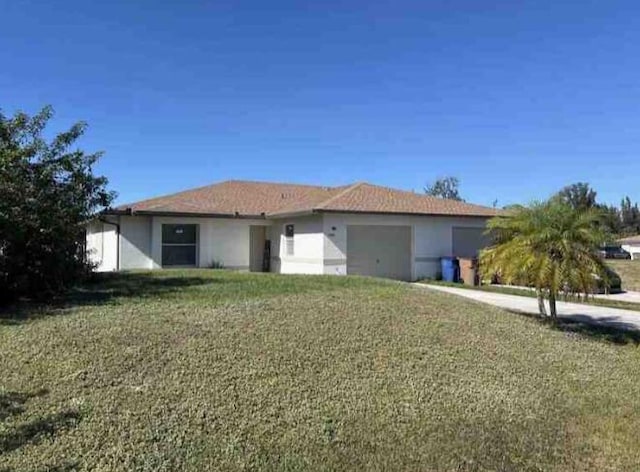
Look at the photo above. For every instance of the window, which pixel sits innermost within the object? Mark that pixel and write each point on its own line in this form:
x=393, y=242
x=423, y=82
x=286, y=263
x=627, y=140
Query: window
x=179, y=245
x=288, y=239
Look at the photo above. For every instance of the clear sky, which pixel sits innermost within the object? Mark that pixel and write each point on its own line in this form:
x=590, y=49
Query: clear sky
x=516, y=98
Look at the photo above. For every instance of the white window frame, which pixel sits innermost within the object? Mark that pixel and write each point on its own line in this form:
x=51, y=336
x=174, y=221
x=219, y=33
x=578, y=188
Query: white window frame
x=289, y=241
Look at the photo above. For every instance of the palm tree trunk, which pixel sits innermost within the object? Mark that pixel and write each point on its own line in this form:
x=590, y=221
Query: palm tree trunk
x=541, y=306
x=552, y=306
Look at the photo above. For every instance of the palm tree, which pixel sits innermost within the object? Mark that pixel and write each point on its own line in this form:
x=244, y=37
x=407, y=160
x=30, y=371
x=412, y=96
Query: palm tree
x=549, y=246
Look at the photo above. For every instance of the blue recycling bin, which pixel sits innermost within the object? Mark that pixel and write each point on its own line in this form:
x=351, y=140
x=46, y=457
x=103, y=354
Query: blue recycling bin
x=450, y=269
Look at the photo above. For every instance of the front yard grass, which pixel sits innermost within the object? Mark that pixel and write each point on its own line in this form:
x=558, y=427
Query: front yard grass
x=525, y=292
x=213, y=370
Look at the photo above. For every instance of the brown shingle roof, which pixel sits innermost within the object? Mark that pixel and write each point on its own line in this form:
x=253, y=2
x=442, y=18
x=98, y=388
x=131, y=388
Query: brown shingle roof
x=243, y=198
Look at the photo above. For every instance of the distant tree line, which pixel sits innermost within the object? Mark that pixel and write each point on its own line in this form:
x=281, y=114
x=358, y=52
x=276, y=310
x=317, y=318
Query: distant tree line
x=619, y=221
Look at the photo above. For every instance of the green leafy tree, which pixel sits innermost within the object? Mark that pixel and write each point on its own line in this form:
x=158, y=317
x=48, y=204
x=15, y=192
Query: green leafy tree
x=550, y=246
x=580, y=196
x=446, y=187
x=630, y=217
x=47, y=192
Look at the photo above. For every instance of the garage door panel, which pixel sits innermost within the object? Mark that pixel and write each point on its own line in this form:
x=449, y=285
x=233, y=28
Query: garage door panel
x=379, y=251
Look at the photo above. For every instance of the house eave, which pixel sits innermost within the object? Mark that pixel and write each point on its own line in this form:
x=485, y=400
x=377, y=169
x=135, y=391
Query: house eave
x=390, y=213
x=186, y=214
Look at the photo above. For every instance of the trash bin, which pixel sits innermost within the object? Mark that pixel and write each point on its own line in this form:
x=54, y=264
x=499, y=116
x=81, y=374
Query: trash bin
x=450, y=269
x=469, y=271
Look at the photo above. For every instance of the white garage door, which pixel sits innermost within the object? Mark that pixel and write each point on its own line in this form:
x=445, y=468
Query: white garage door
x=467, y=242
x=379, y=251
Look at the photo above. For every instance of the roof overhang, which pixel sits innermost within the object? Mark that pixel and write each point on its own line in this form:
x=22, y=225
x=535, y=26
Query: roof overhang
x=391, y=213
x=185, y=214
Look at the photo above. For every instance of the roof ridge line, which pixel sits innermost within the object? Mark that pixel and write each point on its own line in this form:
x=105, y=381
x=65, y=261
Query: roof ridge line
x=339, y=195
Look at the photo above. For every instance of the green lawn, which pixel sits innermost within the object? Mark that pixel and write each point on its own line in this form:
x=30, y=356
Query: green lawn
x=629, y=271
x=212, y=370
x=524, y=292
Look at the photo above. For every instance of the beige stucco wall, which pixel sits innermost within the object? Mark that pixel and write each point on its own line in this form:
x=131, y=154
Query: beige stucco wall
x=308, y=242
x=223, y=240
x=102, y=246
x=320, y=241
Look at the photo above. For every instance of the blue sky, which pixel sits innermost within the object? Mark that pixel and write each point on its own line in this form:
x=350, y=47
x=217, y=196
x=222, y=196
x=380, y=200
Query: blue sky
x=516, y=98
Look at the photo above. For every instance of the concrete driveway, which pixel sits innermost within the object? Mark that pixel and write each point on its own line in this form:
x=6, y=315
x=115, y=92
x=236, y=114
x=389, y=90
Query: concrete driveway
x=595, y=315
---------------
Written request: Reproduce every item above word for word, with all lines unchanged, and leave out the pictures.

Correct response:
Look at the photo above. For every instance of the window, which pixel sits innermost within the object? Mark that pixel and write each point on its own line in this form:
x=393, y=242
x=423, y=82
x=286, y=263
x=627, y=140
Query: window
x=179, y=245
x=288, y=239
Look at the photo above. For every instance of the clear sky, which pixel sits innermost within the object? Mark that pixel and write each point on its own line in this form:
x=590, y=49
Query: clear sky
x=516, y=98
Look at the photo above. For every instance of the white window frame, which pixel sits innermost within the object? Mark that pixel and write each point on its own line in this form:
x=51, y=336
x=174, y=221
x=219, y=33
x=578, y=188
Query: white window frame
x=289, y=241
Look at the photo above. For every instance of the palm tree trunk, which pixel sits innermost within the object? Mark that pixel and write each point on its own line in this form:
x=590, y=221
Query: palm tree trunk
x=541, y=306
x=552, y=306
Look at the photo above. For every instance of the palm tree, which pixel sits innermost within the object? Mark that pixel and write each point on its own line in this form:
x=244, y=37
x=407, y=160
x=30, y=371
x=412, y=96
Query: palm tree
x=549, y=246
Look at the photo above. For every instance of the blue recycling bin, which pixel sits innermost within the object? Mark that pixel and write each point on its own line in this form:
x=351, y=140
x=46, y=457
x=103, y=354
Query: blue recycling bin
x=450, y=269
Look at the photo above. For every instance of the front yard grass, which pixel sits innermost within the object? Mark that pixel and write each point on its own line in this form:
x=558, y=427
Query: front yard grass
x=525, y=292
x=213, y=370
Look at the photo above. For every instance of the brown shingle roof, which pixel sits innermost within the object? Mark that pixel and write each point on its own line in this form:
x=253, y=2
x=442, y=18
x=98, y=388
x=131, y=388
Query: brown shingle roof
x=243, y=198
Look at the photo above. For every instance of the distant tree line, which pixel sits innermost within the object? Mark that pixel and write each point on its own line in this form:
x=281, y=114
x=358, y=52
x=276, y=310
x=317, y=318
Query: distant tree line
x=619, y=221
Look at the photo above. For every instance of the green leafy tree, which pixel sits innermost within the object? Mark that pixel and write each point on its own line in this form:
x=158, y=317
x=48, y=204
x=15, y=192
Query: green leafy tree
x=550, y=246
x=580, y=196
x=446, y=187
x=630, y=217
x=47, y=192
Look at the photo above. For every instance of the garage door panel, which pixel sits innermost within the object? Mark that pixel and write each point on its own line in this form:
x=449, y=285
x=233, y=28
Query: garage door panel
x=379, y=251
Look at the photo above. For every instance of the house eave, which pixel sits innermost within the object? Mark that pixel and write each point on its own line in this form:
x=485, y=400
x=377, y=169
x=135, y=391
Query: house eave
x=390, y=213
x=186, y=214
Look at the photo above. For every instance of the trash bin, which pixel sits innermost within the object? Mark that pixel and write each point on its own line in this form:
x=54, y=264
x=499, y=116
x=81, y=374
Query: trash bin
x=450, y=269
x=469, y=271
Look at the photo above. For every instance of the white garage door, which pixel sits innermost within the object? Mark that pixel and write each point on its own line in this form:
x=445, y=468
Query: white garage door
x=467, y=242
x=379, y=251
Look at the photo above. For every instance of the roof overhang, which pixel sits innermost within the object? Mark that pixel and write each point on its own line in this form:
x=22, y=225
x=535, y=26
Query: roof overhang
x=391, y=213
x=185, y=214
Look at the photo above. For every instance of the roof ridge line, which pixel sits innermost within the object? Mark that pixel and write each point on its own line in this form:
x=105, y=381
x=65, y=261
Query: roof ridge line
x=339, y=195
Look at the photo above. For every instance of the green lawn, which pixel sits innermost within the object? Mark that pixel and write each point on its own line in this form:
x=30, y=356
Query: green lawn
x=629, y=271
x=212, y=370
x=524, y=292
Look at the photo above. For every instance of the beige stucco wall, which pixel sits innermost within the object? Mark that pixel and write each point on its own line in this form:
x=131, y=154
Query: beige stucco wall
x=308, y=242
x=223, y=240
x=102, y=246
x=320, y=241
Look at the photo above. For every instance of the blue sky, which pixel sits innermost within the object? Mark that pixel and write each point on its own line in this form:
x=350, y=47
x=217, y=196
x=222, y=196
x=380, y=200
Query: blue sky
x=516, y=98
Look at the photo above. For every instance of the concrete driveway, which pixel sits innermost within the object? Mark that pixel and write each point on its own line in this form:
x=6, y=315
x=115, y=92
x=236, y=114
x=389, y=90
Query: concrete driveway
x=595, y=315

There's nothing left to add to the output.